## Reading passage
* * *

For the Fund to plant a single tree, they often must work with a slew of stakeholders, including Parks, landscaping contractors, a nursery, and sometimes homeowners, community board members, and local elected officials.
The process usually starts with Cox identifying an empty tree bed or barren stretch of sidewalk. He then calls a Parks forester — he’s gotten to know a few pretty well by now — to check out the tree bed. Together, they talk about bed size, potential barriers, and tree species. Diversity, sun exposure, and disease resistance are also considered.
Once Parks approves a planting permit for the Fund, Cox sources a tree from a nursery and calls up a contractor to prepare the bed and plant the tree. Sometimes, several contractors might have a hand in the work.
In total, the whole process can take anywhere from two weeks to nine months. But Cox keeps the same energy regardless of timeline: “I want to plant a tree and I’ll keep trying until I do it.”
A tree usually costs $1,200. Planting it costs another $1,200, and chopping up stumps and concrete can add another $1,000. If they’re working with a homeowner to replace a tree, the Fund will split the cost. Much of their funding for this work comes from individual and family donations.
The ideal planting windows fall in the spring and fall, but road bumps happen. Cox planted a Japanese Zelkova outside the Court Street CVS last December and it’s doing just fine, he said. In fact, Cobble Hill’s trees all share something in common: Resilience.
“Most of these trees should not be doing well,” Cox said, pointing to the older trees extending over Court Street
While there are bureaucratic hurdles and city regulations to overcome, each planting really comes down to a “judgement call” from Cox and the foresters.
“There are best practices and ideal conditions but I’d rather have a tree in the ground in bad conditions than no tree at all,” he said.
The urban forest
Groups like the Cobble Hill Tree Fund play a key role in building and maintaining NYC’s urban forest, Cox said.
Parks looks at trees from the forest level, making decisions that benefit the health of the greater ecosystem, Cox says, while advocates like him can commit time and energy to advocate for a single tree.
This means he takes factors like emotional attachment into account. When a resident loses the tree that’s shaded their stoop for decades, there’s often a sentimental motivation to have it replaced.
“I never underestimate the psychological benefits of a tree,” he said.
In the NYC Urban Forest Plan, city leaders like Mayor Mamdani and Parks Commissioner Tricia Shimamura stressed the crucial role trees play in cooling a city that breaks heat records each year. Lowering temperatures on Cobble Hill’s streets is a major goal of Cox’s work, but there’s another very important driver: Making them look nice.
“Parks sells trees on hard data like stormwater capture and cooling effects, and these are all real — but they’re also just really pretty to look at,” he said.
Since joining the Fund in 2023, Cox has helped plant 25 trees around Cobble Hill. A filmmaker by trade, he started his tree advocacy journey in 2015 when he began caring for the trees left behind by his father in their family’s backyard.
Each tree he plants is a contribution to the neighborhood that raised him, a source of shade and beauty for the next generation of Cobble Hill residents like his 3-year-old daughter.
“It’s a multi-generational baton-passing kind of work,” he said. He’s being mentored by Fund President Gale Synnott, and he’s training his neighbors to care for their trees too.
The more advocates he can recruit, the better.
“I just want to plant as many trees in empty beds as I can,” he said.
Locals looking to support the Fund can stop by their plant sale on the corner of Court and Amity Streets on May 16 starting at noon.

* * *

## Text-to-region grounding lines
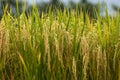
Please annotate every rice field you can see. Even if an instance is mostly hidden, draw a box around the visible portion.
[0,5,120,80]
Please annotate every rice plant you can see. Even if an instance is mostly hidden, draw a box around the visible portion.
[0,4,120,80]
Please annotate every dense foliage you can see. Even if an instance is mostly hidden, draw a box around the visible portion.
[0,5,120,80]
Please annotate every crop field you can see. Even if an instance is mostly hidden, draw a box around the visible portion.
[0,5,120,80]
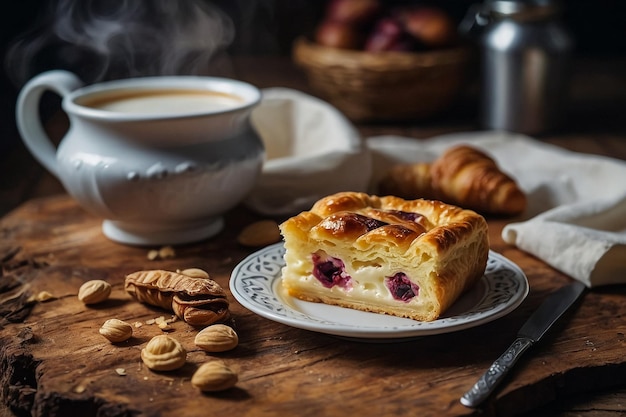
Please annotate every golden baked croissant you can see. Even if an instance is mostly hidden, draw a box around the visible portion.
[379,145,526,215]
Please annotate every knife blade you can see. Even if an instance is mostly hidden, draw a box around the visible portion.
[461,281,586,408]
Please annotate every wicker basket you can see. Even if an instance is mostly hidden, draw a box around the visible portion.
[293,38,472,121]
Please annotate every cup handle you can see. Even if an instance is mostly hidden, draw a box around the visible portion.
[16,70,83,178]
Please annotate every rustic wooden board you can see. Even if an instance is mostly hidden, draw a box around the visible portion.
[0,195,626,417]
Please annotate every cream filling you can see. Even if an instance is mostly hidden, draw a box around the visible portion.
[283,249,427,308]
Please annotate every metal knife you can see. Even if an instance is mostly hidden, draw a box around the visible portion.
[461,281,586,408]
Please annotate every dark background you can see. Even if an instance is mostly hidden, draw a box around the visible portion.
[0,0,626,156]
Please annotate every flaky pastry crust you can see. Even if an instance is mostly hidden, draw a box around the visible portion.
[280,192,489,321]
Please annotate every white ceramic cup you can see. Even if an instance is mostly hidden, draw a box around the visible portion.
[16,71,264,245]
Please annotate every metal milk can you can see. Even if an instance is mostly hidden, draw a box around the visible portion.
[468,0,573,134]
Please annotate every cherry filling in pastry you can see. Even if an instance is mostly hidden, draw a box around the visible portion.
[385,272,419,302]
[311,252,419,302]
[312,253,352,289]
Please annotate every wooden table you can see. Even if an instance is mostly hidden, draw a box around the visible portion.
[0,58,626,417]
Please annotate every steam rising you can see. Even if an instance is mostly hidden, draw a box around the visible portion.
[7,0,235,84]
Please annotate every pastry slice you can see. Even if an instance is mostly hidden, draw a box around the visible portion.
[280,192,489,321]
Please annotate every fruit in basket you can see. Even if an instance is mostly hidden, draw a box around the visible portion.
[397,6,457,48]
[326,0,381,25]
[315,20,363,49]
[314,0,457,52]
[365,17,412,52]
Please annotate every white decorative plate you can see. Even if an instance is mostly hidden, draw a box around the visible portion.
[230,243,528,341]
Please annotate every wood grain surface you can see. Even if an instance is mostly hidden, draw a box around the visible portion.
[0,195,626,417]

* * *

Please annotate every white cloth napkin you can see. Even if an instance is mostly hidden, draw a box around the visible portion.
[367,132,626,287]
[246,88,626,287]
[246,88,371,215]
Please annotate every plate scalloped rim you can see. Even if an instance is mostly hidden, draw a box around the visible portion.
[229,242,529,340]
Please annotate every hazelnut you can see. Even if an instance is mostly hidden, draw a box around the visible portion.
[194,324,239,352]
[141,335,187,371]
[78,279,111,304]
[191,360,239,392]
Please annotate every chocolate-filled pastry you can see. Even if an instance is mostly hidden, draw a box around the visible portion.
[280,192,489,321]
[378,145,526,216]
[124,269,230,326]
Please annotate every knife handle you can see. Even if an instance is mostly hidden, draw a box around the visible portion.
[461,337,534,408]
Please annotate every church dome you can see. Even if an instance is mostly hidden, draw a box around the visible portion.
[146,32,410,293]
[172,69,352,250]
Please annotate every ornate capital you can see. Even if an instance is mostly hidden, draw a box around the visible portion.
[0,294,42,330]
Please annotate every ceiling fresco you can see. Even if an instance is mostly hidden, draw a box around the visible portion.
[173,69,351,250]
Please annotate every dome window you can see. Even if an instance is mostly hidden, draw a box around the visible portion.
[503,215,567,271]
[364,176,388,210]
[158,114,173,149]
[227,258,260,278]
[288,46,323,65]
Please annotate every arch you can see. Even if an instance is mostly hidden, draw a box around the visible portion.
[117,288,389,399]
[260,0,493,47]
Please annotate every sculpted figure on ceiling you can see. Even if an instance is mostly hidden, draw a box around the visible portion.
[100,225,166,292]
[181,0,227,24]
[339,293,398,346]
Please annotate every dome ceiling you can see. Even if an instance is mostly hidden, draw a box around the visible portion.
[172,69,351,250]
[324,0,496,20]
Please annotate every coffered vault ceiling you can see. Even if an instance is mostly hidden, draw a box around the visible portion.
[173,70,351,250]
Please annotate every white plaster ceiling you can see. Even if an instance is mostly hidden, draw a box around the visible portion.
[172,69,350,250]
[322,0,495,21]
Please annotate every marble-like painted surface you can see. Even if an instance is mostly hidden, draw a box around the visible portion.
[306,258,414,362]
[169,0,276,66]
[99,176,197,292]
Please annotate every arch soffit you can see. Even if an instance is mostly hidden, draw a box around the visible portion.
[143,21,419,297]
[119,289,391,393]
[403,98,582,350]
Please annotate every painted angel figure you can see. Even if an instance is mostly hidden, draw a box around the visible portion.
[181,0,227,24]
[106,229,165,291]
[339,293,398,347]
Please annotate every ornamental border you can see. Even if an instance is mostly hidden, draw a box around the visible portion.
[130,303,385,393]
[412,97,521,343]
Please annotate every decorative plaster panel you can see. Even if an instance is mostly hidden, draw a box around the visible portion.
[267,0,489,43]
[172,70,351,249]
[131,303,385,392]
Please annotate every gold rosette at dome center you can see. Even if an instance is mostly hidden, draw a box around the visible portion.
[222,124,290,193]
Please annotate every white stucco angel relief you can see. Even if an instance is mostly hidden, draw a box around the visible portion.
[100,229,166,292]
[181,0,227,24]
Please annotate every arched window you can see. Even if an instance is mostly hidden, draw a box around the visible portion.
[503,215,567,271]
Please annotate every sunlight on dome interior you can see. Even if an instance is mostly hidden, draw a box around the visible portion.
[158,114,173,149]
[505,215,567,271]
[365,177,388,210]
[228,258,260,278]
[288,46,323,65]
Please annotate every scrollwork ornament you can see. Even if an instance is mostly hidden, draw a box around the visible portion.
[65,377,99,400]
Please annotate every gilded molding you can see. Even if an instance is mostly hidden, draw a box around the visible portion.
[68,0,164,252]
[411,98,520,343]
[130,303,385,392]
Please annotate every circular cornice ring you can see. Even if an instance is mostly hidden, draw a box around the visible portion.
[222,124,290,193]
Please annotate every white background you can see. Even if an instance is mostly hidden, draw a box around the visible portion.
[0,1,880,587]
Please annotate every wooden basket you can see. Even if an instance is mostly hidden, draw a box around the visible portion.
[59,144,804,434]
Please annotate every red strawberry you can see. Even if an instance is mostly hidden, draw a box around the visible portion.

* * *

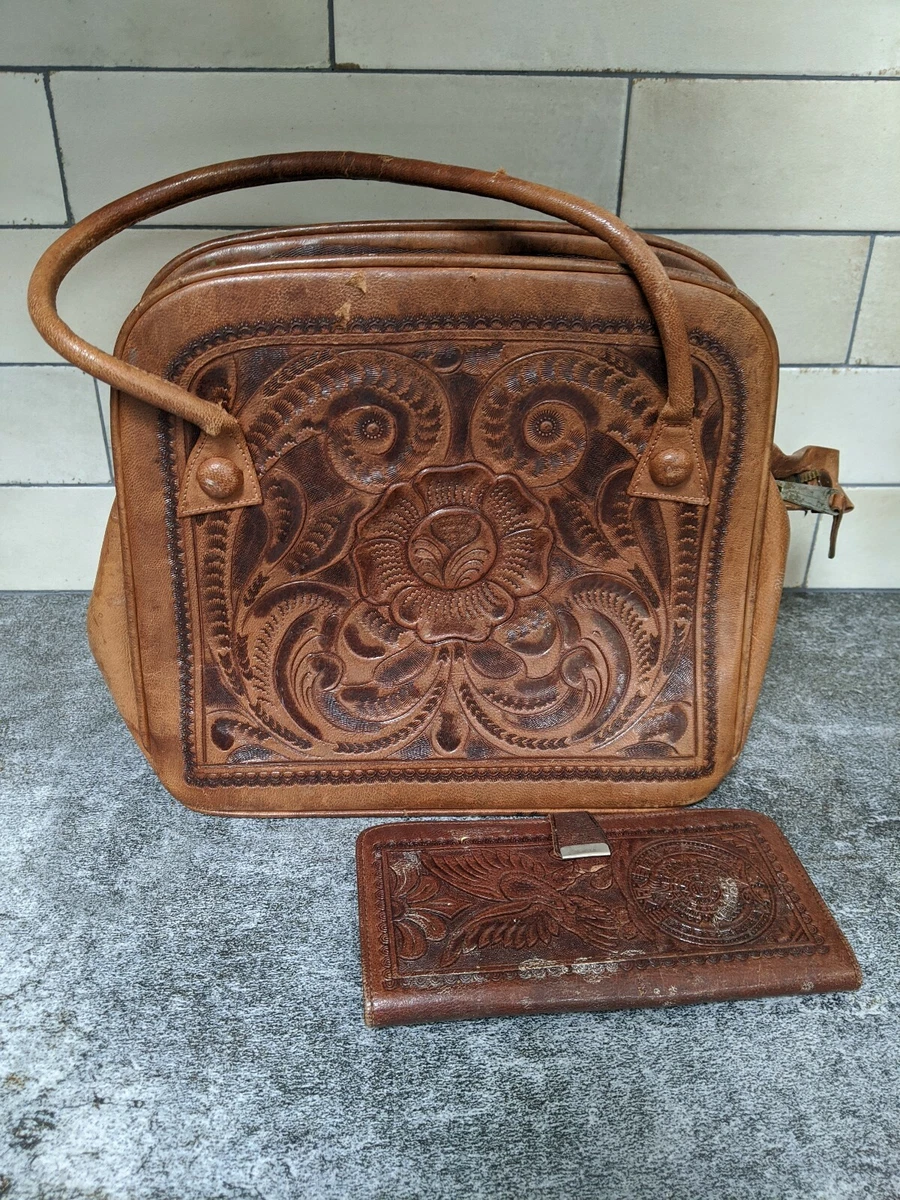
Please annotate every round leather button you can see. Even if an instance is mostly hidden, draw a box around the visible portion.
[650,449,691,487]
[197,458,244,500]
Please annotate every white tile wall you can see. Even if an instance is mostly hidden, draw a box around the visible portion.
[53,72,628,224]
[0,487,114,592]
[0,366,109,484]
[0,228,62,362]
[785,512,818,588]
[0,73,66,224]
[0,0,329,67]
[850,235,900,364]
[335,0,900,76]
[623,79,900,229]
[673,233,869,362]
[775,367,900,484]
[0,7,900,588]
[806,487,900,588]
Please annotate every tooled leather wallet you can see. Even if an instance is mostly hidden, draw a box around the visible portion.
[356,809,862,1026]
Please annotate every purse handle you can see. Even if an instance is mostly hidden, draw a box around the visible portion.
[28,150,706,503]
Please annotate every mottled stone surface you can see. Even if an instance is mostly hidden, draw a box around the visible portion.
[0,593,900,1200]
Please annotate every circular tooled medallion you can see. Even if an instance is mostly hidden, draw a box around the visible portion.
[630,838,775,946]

* * *

## Using the information
A – In the Cobble Hill tree article, how much does a tree usually cost?
B – Translate this sentence from the Cobble Hill tree article into Spanish: "In total, the whole process can take anywhere from two weeks to nine months."

## Answers by task
A – $1,200

B – En total, todo el proceso puede tardar entre dos semanas y nueve meses.